_Supplied material_.
━━━━━━━━
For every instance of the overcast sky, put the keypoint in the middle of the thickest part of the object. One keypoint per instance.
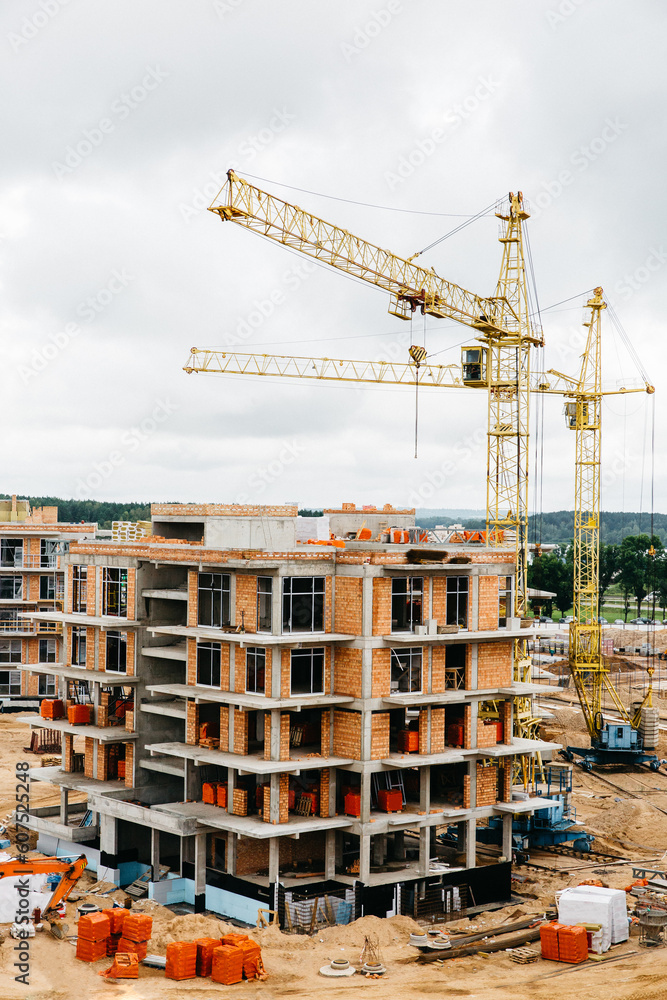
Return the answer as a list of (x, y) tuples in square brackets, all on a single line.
[(120, 120)]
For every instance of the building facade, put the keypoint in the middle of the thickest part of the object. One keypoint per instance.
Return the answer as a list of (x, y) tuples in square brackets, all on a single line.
[(261, 710)]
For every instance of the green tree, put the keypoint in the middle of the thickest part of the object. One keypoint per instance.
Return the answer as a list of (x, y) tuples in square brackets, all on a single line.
[(637, 567)]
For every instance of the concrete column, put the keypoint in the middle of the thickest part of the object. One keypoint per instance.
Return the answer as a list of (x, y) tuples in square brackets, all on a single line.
[(232, 839), (64, 805), (108, 834), (155, 854), (274, 859), (330, 854), (200, 872), (424, 846), (367, 605), (507, 836), (471, 843), (364, 857), (365, 797), (274, 802), (425, 789)]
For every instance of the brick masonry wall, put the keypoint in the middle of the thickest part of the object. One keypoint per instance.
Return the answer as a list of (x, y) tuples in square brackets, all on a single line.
[(347, 672), (240, 731), (488, 602), (193, 586), (494, 665), (284, 735), (381, 680), (224, 728), (129, 765), (246, 601), (379, 735), (348, 604), (381, 606), (437, 730), (89, 757), (192, 723), (347, 734)]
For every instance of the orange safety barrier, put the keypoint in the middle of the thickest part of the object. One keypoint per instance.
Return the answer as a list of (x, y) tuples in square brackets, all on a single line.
[(138, 927), (125, 966), (227, 965), (205, 949), (93, 927), (181, 960)]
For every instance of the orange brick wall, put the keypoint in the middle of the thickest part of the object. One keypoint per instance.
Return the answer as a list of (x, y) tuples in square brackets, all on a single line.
[(488, 602), (347, 671), (347, 734), (381, 606), (246, 601), (494, 665), (379, 735), (348, 604), (381, 684)]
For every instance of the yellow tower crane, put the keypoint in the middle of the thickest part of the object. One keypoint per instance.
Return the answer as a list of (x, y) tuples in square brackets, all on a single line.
[(501, 364)]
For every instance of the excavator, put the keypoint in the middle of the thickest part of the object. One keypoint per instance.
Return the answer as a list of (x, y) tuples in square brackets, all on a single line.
[(71, 869)]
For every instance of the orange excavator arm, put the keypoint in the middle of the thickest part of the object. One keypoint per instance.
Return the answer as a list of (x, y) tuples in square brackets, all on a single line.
[(72, 871)]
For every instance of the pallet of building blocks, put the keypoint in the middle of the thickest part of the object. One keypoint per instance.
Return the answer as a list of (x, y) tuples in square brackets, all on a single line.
[(125, 966), (252, 959), (227, 966), (138, 926), (408, 741), (353, 804), (52, 709), (390, 800), (139, 948), (93, 927), (112, 944), (181, 960), (91, 951), (116, 917), (205, 948)]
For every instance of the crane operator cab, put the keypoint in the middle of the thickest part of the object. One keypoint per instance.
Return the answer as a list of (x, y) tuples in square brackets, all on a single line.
[(473, 365)]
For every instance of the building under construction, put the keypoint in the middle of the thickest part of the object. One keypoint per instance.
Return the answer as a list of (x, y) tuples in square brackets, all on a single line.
[(257, 714)]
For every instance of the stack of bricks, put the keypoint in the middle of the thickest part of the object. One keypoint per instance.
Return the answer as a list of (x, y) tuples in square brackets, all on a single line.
[(284, 735), (347, 734), (240, 802), (324, 791), (487, 784), (89, 758), (129, 765), (380, 722), (240, 731), (437, 730), (192, 723)]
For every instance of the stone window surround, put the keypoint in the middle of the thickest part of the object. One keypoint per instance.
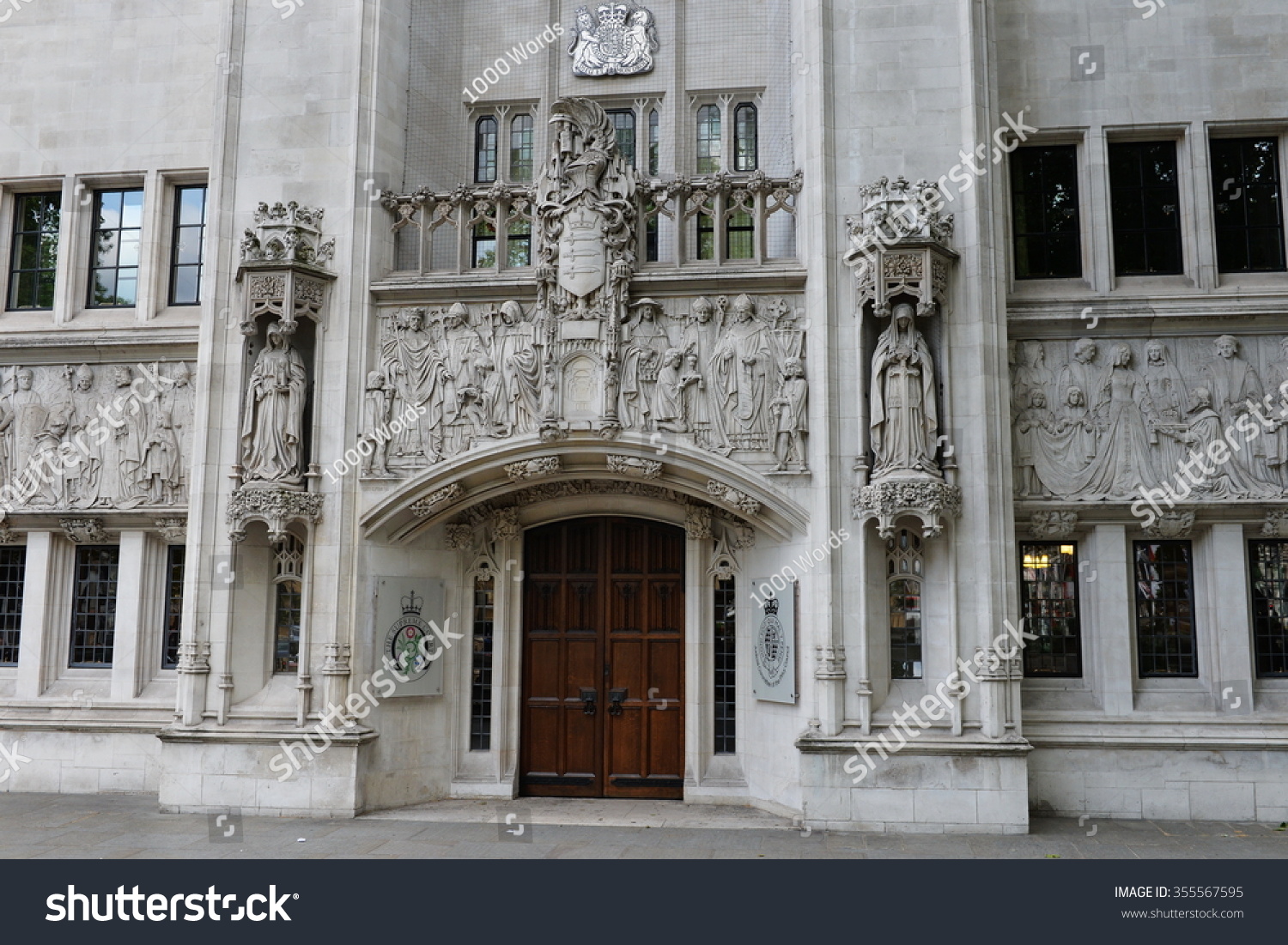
━━━━━━━━
_Instruction_.
Rescale the lines from the one containing "For every instance of the crane" to the one containing "[(473, 365)]", both included, and write them all out again with the requests unchanged. In the answers, multiply every x and y coordinate by 1.75 and round to whole numbers, halves up.

_Worked answer_.
For every instance of the crane operator cab, put the keypoint in the middle of the thickest part of the object. One keypoint per instance.
Return the answer as a list of (x, y) tuples in square brackets, all on a single line.
[(828, 639)]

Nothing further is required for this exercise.